▸ **WHAT THE EXERCISE ASKS**
Select every line below containing the word "statue".

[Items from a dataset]
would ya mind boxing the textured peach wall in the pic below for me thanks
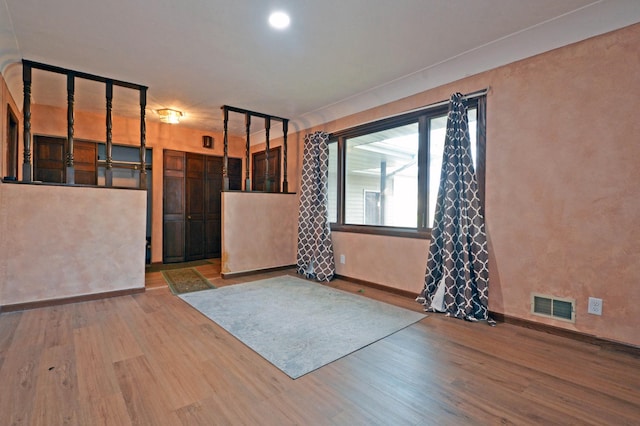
[286,24,640,346]
[332,232,429,294]
[484,24,640,346]
[221,192,297,274]
[0,183,146,305]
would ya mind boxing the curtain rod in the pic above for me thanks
[390,87,491,118]
[330,87,490,137]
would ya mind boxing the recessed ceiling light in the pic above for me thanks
[269,11,290,30]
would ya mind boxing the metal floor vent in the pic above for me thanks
[531,293,575,323]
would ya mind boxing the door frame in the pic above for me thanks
[5,105,19,179]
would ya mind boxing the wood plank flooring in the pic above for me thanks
[1,262,638,425]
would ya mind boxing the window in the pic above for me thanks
[328,97,484,237]
[345,122,419,227]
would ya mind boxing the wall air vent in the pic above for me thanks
[531,293,575,323]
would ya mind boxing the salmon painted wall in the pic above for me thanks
[484,24,640,346]
[28,104,248,263]
[221,192,297,274]
[286,24,640,347]
[0,183,146,305]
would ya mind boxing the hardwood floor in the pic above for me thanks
[1,263,638,425]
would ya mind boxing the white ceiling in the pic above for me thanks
[1,0,639,138]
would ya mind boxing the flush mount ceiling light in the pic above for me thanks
[157,108,183,124]
[269,11,290,30]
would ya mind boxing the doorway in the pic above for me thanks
[5,106,18,179]
[163,150,242,263]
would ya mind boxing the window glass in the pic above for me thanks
[344,122,419,227]
[327,141,338,223]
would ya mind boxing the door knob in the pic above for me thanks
[187,215,192,220]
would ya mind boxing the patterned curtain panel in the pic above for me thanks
[296,131,335,281]
[417,93,493,323]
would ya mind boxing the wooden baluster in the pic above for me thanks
[245,112,251,191]
[139,87,147,190]
[22,62,32,182]
[282,119,289,193]
[222,107,229,191]
[105,80,113,187]
[66,73,75,184]
[264,117,271,192]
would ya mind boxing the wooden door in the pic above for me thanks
[185,153,206,261]
[74,142,97,185]
[228,157,243,191]
[163,150,186,263]
[205,156,223,258]
[34,136,65,183]
[34,136,96,184]
[252,147,280,192]
[163,151,243,263]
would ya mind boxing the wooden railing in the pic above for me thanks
[21,60,148,189]
[221,105,289,192]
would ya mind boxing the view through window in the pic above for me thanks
[327,101,481,235]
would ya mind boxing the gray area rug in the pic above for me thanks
[179,275,426,378]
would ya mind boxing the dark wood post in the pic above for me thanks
[22,62,32,182]
[66,73,75,184]
[282,119,289,193]
[222,107,229,191]
[139,87,147,190]
[244,112,251,191]
[264,117,271,192]
[105,80,113,187]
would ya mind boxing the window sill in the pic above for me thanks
[330,224,431,239]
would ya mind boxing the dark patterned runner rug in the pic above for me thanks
[161,268,216,294]
[146,259,214,273]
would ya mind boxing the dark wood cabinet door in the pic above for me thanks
[163,150,186,263]
[34,136,97,184]
[252,147,280,192]
[34,136,65,183]
[74,141,97,185]
[228,157,243,191]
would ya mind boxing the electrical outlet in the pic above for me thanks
[339,254,346,264]
[587,297,603,315]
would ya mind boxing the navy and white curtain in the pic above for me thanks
[296,131,335,281]
[417,93,493,323]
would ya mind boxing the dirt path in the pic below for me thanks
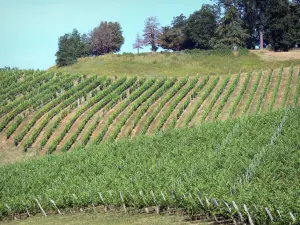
[0,133,36,165]
[273,67,291,110]
[18,109,57,149]
[232,72,258,118]
[116,109,138,140]
[55,106,97,152]
[190,76,224,126]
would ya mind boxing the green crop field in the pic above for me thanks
[0,66,299,161]
[0,63,300,224]
[1,106,300,224]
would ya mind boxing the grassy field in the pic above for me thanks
[1,107,299,224]
[0,66,299,165]
[49,51,300,77]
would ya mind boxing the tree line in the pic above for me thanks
[56,0,300,67]
[55,22,124,67]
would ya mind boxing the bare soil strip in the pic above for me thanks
[190,76,225,126]
[261,69,279,112]
[41,108,81,153]
[31,112,62,150]
[206,75,236,121]
[146,81,190,135]
[273,67,291,110]
[286,67,299,106]
[163,78,203,130]
[117,82,170,140]
[102,99,138,141]
[131,95,163,137]
[247,70,270,115]
[232,72,258,118]
[73,108,106,148]
[175,78,213,128]
[89,101,124,144]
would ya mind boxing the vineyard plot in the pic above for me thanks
[0,68,298,155]
[1,108,300,224]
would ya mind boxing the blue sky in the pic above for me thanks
[0,0,211,69]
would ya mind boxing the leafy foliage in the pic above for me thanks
[184,5,217,50]
[214,7,249,48]
[265,0,294,51]
[158,14,187,51]
[143,17,161,52]
[89,21,124,55]
[55,29,88,67]
[158,26,185,51]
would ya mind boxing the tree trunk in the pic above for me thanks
[260,30,264,50]
[292,0,296,6]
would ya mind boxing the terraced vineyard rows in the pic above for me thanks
[0,67,299,155]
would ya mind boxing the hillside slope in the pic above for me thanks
[49,51,300,77]
[0,66,299,163]
[1,107,300,224]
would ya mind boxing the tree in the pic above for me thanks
[215,6,249,48]
[171,14,187,28]
[89,21,124,55]
[184,5,217,49]
[158,14,187,51]
[132,33,144,54]
[289,3,300,47]
[264,0,294,51]
[158,26,185,51]
[55,29,88,67]
[143,17,161,52]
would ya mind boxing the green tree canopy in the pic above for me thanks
[89,21,124,55]
[55,29,88,67]
[289,4,300,47]
[265,0,295,51]
[158,26,185,51]
[184,4,217,50]
[158,14,187,51]
[215,6,249,48]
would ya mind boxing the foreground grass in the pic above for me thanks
[49,51,300,77]
[1,212,205,225]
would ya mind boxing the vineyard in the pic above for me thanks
[0,107,299,224]
[0,67,299,156]
[0,67,300,224]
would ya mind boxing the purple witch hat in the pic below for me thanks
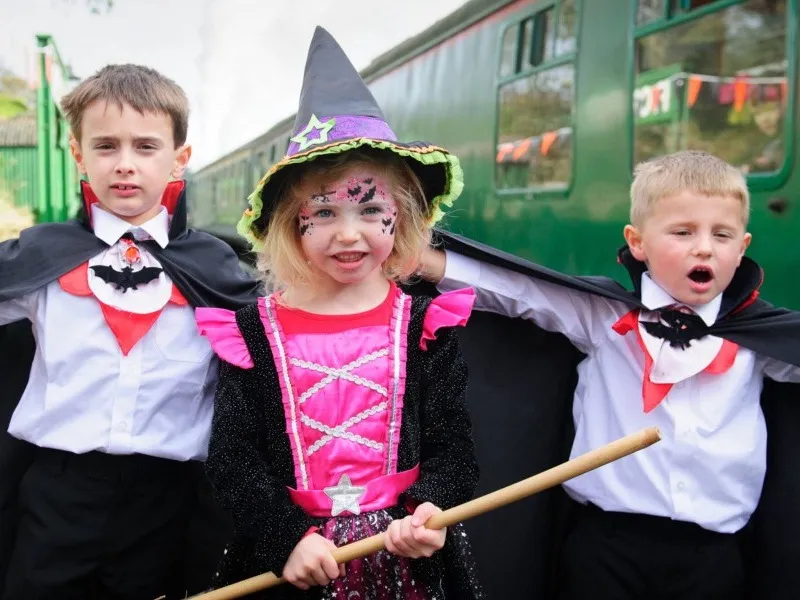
[238,26,463,249]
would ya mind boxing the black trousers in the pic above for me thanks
[557,503,744,600]
[2,448,197,600]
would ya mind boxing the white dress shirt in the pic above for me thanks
[439,251,800,533]
[0,204,217,461]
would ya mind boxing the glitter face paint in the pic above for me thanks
[296,167,398,286]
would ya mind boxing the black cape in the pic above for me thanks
[0,182,263,596]
[401,229,800,600]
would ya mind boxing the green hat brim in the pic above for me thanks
[237,137,463,251]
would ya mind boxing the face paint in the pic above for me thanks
[381,209,398,235]
[298,207,315,236]
[334,176,390,205]
[295,166,400,287]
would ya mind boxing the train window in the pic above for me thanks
[269,144,276,163]
[499,24,518,77]
[519,18,535,71]
[533,10,554,65]
[633,0,791,179]
[496,64,574,190]
[555,0,578,57]
[495,1,579,191]
[498,1,577,78]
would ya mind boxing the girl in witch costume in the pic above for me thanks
[196,27,484,599]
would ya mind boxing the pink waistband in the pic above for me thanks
[288,465,420,518]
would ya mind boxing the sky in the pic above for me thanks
[0,0,468,167]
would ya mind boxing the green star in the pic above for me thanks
[290,114,336,151]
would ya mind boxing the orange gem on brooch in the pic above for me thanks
[118,237,141,266]
[123,246,141,265]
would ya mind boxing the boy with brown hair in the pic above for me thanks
[0,64,259,599]
[419,150,800,599]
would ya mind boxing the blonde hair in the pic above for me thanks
[630,150,750,227]
[257,148,430,291]
[61,64,189,147]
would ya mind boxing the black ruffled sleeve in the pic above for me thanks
[205,360,315,576]
[402,323,479,510]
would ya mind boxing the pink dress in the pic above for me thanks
[197,283,480,599]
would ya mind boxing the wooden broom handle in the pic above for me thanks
[182,426,661,600]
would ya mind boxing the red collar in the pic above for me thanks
[80,180,186,228]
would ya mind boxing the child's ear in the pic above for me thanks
[623,224,647,262]
[737,232,753,265]
[171,144,192,179]
[69,135,87,175]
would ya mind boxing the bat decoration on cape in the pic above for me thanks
[89,265,164,293]
[641,309,709,350]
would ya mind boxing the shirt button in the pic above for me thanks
[116,421,129,432]
[677,481,686,492]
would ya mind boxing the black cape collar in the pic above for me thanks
[615,245,763,319]
[0,181,262,309]
[433,228,800,366]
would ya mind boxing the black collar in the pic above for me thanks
[616,245,763,318]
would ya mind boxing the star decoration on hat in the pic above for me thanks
[324,473,366,516]
[290,114,336,151]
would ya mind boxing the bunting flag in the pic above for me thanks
[541,131,558,157]
[512,137,533,161]
[733,77,749,113]
[687,76,703,108]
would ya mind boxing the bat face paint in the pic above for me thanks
[295,166,399,286]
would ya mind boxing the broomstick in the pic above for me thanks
[174,426,661,600]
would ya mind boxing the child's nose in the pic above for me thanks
[114,149,135,174]
[693,235,713,256]
[335,221,361,243]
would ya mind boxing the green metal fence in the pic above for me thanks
[35,34,80,223]
[0,147,38,213]
[0,35,80,226]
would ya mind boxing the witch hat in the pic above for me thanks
[237,26,463,249]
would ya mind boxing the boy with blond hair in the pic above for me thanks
[419,150,800,599]
[0,64,259,599]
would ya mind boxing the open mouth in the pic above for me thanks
[111,184,140,191]
[333,252,366,263]
[688,266,713,284]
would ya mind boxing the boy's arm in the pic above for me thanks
[421,248,620,350]
[0,295,35,327]
[760,358,800,383]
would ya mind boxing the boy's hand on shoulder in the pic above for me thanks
[385,501,447,558]
[417,247,447,284]
[283,533,344,589]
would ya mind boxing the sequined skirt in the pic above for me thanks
[318,509,436,600]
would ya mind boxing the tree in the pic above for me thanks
[0,68,34,117]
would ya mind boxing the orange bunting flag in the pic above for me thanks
[512,138,532,161]
[496,143,512,163]
[540,131,558,157]
[687,76,702,108]
[733,77,749,113]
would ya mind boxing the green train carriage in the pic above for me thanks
[190,0,799,308]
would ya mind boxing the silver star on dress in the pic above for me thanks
[290,114,336,151]
[324,474,366,516]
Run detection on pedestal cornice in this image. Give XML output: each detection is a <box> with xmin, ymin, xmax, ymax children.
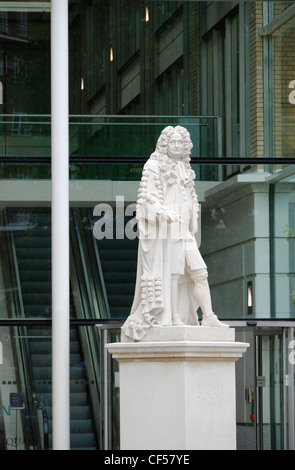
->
<box><xmin>106</xmin><ymin>326</ymin><xmax>249</xmax><ymax>362</ymax></box>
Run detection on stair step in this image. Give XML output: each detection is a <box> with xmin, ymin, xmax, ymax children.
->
<box><xmin>31</xmin><ymin>353</ymin><xmax>83</xmax><ymax>367</ymax></box>
<box><xmin>19</xmin><ymin>271</ymin><xmax>51</xmax><ymax>282</ymax></box>
<box><xmin>13</xmin><ymin>228</ymin><xmax>51</xmax><ymax>238</ymax></box>
<box><xmin>104</xmin><ymin>272</ymin><xmax>136</xmax><ymax>283</ymax></box>
<box><xmin>103</xmin><ymin>283</ymin><xmax>135</xmax><ymax>295</ymax></box>
<box><xmin>70</xmin><ymin>433</ymin><xmax>97</xmax><ymax>448</ymax></box>
<box><xmin>23</xmin><ymin>305</ymin><xmax>52</xmax><ymax>317</ymax></box>
<box><xmin>100</xmin><ymin>249</ymin><xmax>137</xmax><ymax>261</ymax></box>
<box><xmin>107</xmin><ymin>295</ymin><xmax>133</xmax><ymax>307</ymax></box>
<box><xmin>33</xmin><ymin>392</ymin><xmax>90</xmax><ymax>407</ymax></box>
<box><xmin>16</xmin><ymin>248</ymin><xmax>51</xmax><ymax>259</ymax></box>
<box><xmin>21</xmin><ymin>282</ymin><xmax>51</xmax><ymax>293</ymax></box>
<box><xmin>9</xmin><ymin>212</ymin><xmax>50</xmax><ymax>223</ymax></box>
<box><xmin>32</xmin><ymin>366</ymin><xmax>52</xmax><ymax>380</ymax></box>
<box><xmin>34</xmin><ymin>378</ymin><xmax>96</xmax><ymax>391</ymax></box>
<box><xmin>14</xmin><ymin>237</ymin><xmax>51</xmax><ymax>249</ymax></box>
<box><xmin>100</xmin><ymin>260</ymin><xmax>137</xmax><ymax>272</ymax></box>
<box><xmin>44</xmin><ymin>406</ymin><xmax>94</xmax><ymax>421</ymax></box>
<box><xmin>18</xmin><ymin>259</ymin><xmax>51</xmax><ymax>270</ymax></box>
<box><xmin>108</xmin><ymin>307</ymin><xmax>130</xmax><ymax>318</ymax></box>
<box><xmin>28</xmin><ymin>342</ymin><xmax>51</xmax><ymax>354</ymax></box>
<box><xmin>47</xmin><ymin>432</ymin><xmax>98</xmax><ymax>450</ymax></box>
<box><xmin>26</xmin><ymin>329</ymin><xmax>80</xmax><ymax>340</ymax></box>
<box><xmin>29</xmin><ymin>340</ymin><xmax>81</xmax><ymax>355</ymax></box>
<box><xmin>62</xmin><ymin>419</ymin><xmax>96</xmax><ymax>434</ymax></box>
<box><xmin>96</xmin><ymin>238</ymin><xmax>138</xmax><ymax>250</ymax></box>
<box><xmin>23</xmin><ymin>293</ymin><xmax>51</xmax><ymax>305</ymax></box>
<box><xmin>33</xmin><ymin>365</ymin><xmax>87</xmax><ymax>380</ymax></box>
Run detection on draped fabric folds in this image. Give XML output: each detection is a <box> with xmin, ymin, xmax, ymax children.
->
<box><xmin>122</xmin><ymin>149</ymin><xmax>206</xmax><ymax>341</ymax></box>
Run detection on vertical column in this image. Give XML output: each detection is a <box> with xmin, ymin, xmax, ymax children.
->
<box><xmin>288</xmin><ymin>327</ymin><xmax>295</xmax><ymax>450</ymax></box>
<box><xmin>51</xmin><ymin>0</ymin><xmax>70</xmax><ymax>450</ymax></box>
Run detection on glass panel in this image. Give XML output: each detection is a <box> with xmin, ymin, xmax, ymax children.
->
<box><xmin>1</xmin><ymin>164</ymin><xmax>295</xmax><ymax>322</ymax></box>
<box><xmin>0</xmin><ymin>6</ymin><xmax>50</xmax><ymax>116</ymax></box>
<box><xmin>0</xmin><ymin>324</ymin><xmax>49</xmax><ymax>450</ymax></box>
<box><xmin>0</xmin><ymin>324</ymin><xmax>104</xmax><ymax>450</ymax></box>
<box><xmin>0</xmin><ymin>207</ymin><xmax>113</xmax><ymax>320</ymax></box>
<box><xmin>0</xmin><ymin>208</ymin><xmax>52</xmax><ymax>320</ymax></box>
<box><xmin>0</xmin><ymin>115</ymin><xmax>221</xmax><ymax>180</ymax></box>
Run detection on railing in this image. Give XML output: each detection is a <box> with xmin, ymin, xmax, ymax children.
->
<box><xmin>0</xmin><ymin>113</ymin><xmax>224</xmax><ymax>181</ymax></box>
<box><xmin>0</xmin><ymin>113</ymin><xmax>295</xmax><ymax>169</ymax></box>
<box><xmin>0</xmin><ymin>113</ymin><xmax>221</xmax><ymax>160</ymax></box>
<box><xmin>96</xmin><ymin>321</ymin><xmax>123</xmax><ymax>450</ymax></box>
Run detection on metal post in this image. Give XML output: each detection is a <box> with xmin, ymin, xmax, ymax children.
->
<box><xmin>51</xmin><ymin>0</ymin><xmax>70</xmax><ymax>450</ymax></box>
<box><xmin>103</xmin><ymin>329</ymin><xmax>109</xmax><ymax>450</ymax></box>
<box><xmin>283</xmin><ymin>328</ymin><xmax>287</xmax><ymax>450</ymax></box>
<box><xmin>288</xmin><ymin>327</ymin><xmax>295</xmax><ymax>450</ymax></box>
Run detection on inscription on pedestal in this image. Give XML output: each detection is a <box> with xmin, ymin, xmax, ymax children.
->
<box><xmin>194</xmin><ymin>382</ymin><xmax>225</xmax><ymax>410</ymax></box>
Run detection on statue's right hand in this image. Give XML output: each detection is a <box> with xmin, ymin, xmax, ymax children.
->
<box><xmin>166</xmin><ymin>211</ymin><xmax>182</xmax><ymax>223</ymax></box>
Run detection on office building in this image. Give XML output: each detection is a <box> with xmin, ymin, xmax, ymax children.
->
<box><xmin>0</xmin><ymin>0</ymin><xmax>294</xmax><ymax>450</ymax></box>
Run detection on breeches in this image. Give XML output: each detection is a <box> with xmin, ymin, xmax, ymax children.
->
<box><xmin>171</xmin><ymin>266</ymin><xmax>208</xmax><ymax>284</ymax></box>
<box><xmin>171</xmin><ymin>266</ymin><xmax>213</xmax><ymax>316</ymax></box>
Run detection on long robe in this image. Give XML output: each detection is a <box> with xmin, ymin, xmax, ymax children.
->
<box><xmin>121</xmin><ymin>156</ymin><xmax>206</xmax><ymax>341</ymax></box>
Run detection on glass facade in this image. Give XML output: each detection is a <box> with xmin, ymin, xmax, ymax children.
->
<box><xmin>0</xmin><ymin>0</ymin><xmax>294</xmax><ymax>450</ymax></box>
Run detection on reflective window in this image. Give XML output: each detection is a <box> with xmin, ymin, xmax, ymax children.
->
<box><xmin>0</xmin><ymin>0</ymin><xmax>294</xmax><ymax>451</ymax></box>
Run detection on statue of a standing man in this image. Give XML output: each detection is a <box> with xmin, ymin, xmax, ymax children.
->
<box><xmin>122</xmin><ymin>126</ymin><xmax>228</xmax><ymax>341</ymax></box>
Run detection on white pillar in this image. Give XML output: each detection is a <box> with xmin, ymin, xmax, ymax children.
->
<box><xmin>288</xmin><ymin>327</ymin><xmax>294</xmax><ymax>450</ymax></box>
<box><xmin>51</xmin><ymin>0</ymin><xmax>70</xmax><ymax>450</ymax></box>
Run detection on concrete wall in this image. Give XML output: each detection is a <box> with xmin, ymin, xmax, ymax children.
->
<box><xmin>201</xmin><ymin>177</ymin><xmax>271</xmax><ymax>319</ymax></box>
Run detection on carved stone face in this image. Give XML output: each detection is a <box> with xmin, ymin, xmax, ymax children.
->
<box><xmin>167</xmin><ymin>132</ymin><xmax>184</xmax><ymax>160</ymax></box>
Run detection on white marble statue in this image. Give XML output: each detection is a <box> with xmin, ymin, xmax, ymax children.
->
<box><xmin>122</xmin><ymin>125</ymin><xmax>228</xmax><ymax>341</ymax></box>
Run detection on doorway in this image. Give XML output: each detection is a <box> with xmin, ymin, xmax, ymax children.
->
<box><xmin>234</xmin><ymin>321</ymin><xmax>295</xmax><ymax>450</ymax></box>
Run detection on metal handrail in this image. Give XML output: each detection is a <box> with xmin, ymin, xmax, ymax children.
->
<box><xmin>0</xmin><ymin>114</ymin><xmax>222</xmax><ymax>162</ymax></box>
<box><xmin>37</xmin><ymin>405</ymin><xmax>49</xmax><ymax>451</ymax></box>
<box><xmin>87</xmin><ymin>208</ymin><xmax>111</xmax><ymax>319</ymax></box>
<box><xmin>70</xmin><ymin>207</ymin><xmax>113</xmax><ymax>448</ymax></box>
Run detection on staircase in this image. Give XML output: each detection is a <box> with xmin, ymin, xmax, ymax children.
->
<box><xmin>7</xmin><ymin>209</ymin><xmax>99</xmax><ymax>450</ymax></box>
<box><xmin>12</xmin><ymin>211</ymin><xmax>52</xmax><ymax>318</ymax></box>
<box><xmin>95</xmin><ymin>237</ymin><xmax>138</xmax><ymax>319</ymax></box>
<box><xmin>27</xmin><ymin>326</ymin><xmax>98</xmax><ymax>450</ymax></box>
<box><xmin>7</xmin><ymin>208</ymin><xmax>139</xmax><ymax>448</ymax></box>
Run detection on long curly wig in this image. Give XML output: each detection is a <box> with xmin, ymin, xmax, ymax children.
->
<box><xmin>151</xmin><ymin>125</ymin><xmax>195</xmax><ymax>183</ymax></box>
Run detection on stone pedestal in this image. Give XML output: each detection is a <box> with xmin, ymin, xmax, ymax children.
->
<box><xmin>106</xmin><ymin>326</ymin><xmax>249</xmax><ymax>450</ymax></box>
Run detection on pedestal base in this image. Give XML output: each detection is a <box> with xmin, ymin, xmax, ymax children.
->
<box><xmin>106</xmin><ymin>326</ymin><xmax>249</xmax><ymax>450</ymax></box>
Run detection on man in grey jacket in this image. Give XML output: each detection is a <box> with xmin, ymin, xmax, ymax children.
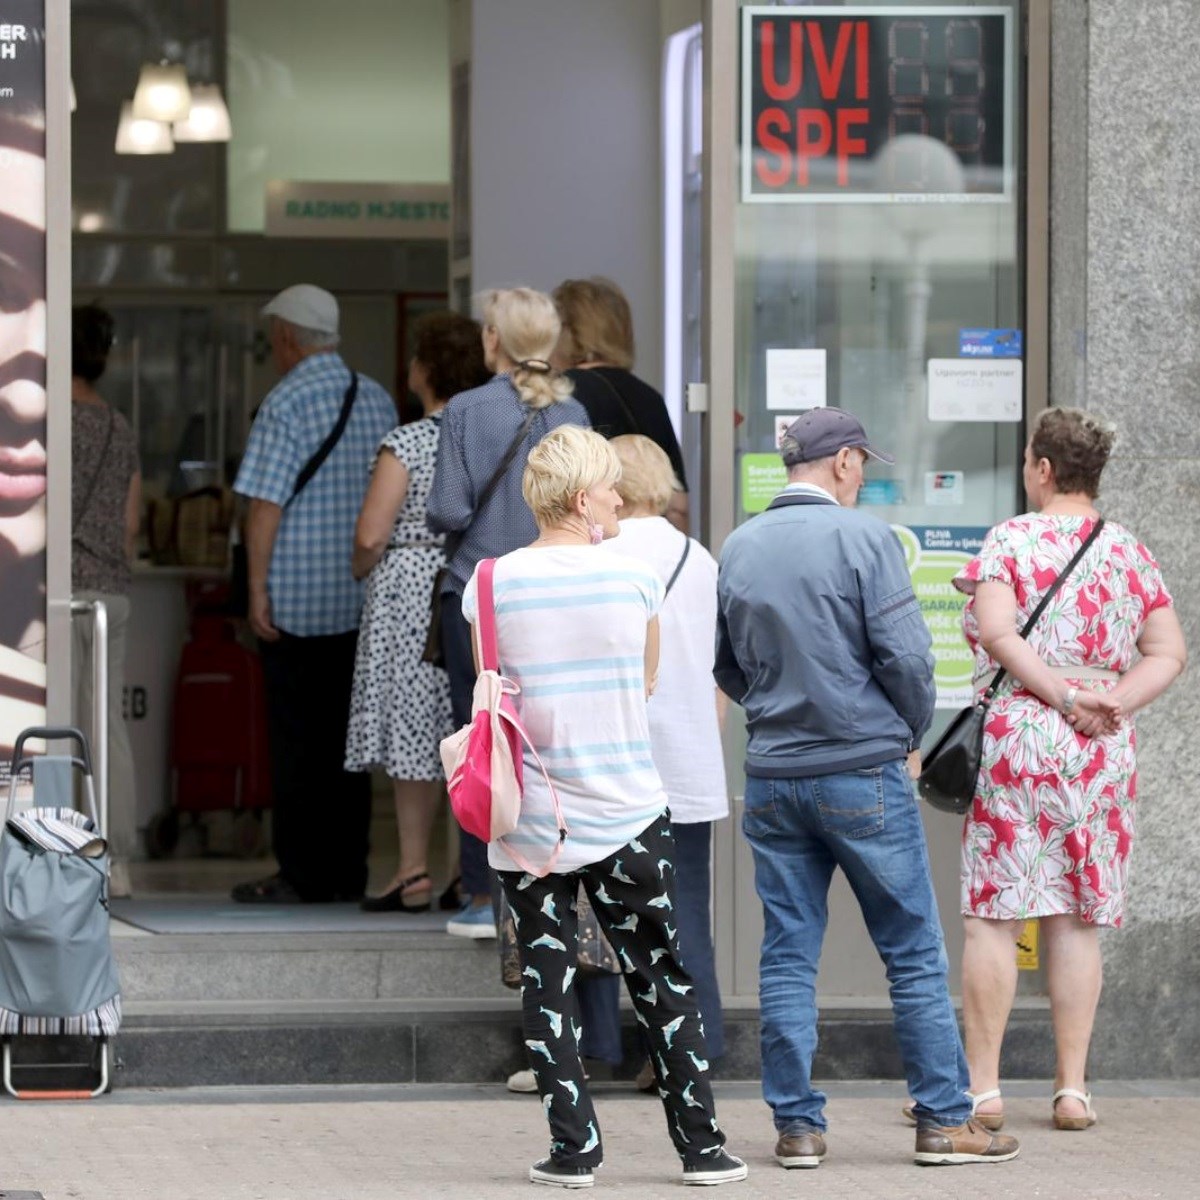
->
<box><xmin>715</xmin><ymin>408</ymin><xmax>1019</xmax><ymax>1169</ymax></box>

▸ **YOUR RESPONSE**
Run detection on statue's right hand in this image. Give XML output: each detection is a <box> with xmin, ymin, xmax, ymax children.
Run detection on statue of a standing man in this image. Give XML output: each detection is a <box> with xmin, ymin, xmax, ymax children.
Run detection on white marble statue in this image. Give XML output: each detection is a <box> with xmin, ymin, xmax, ymax children.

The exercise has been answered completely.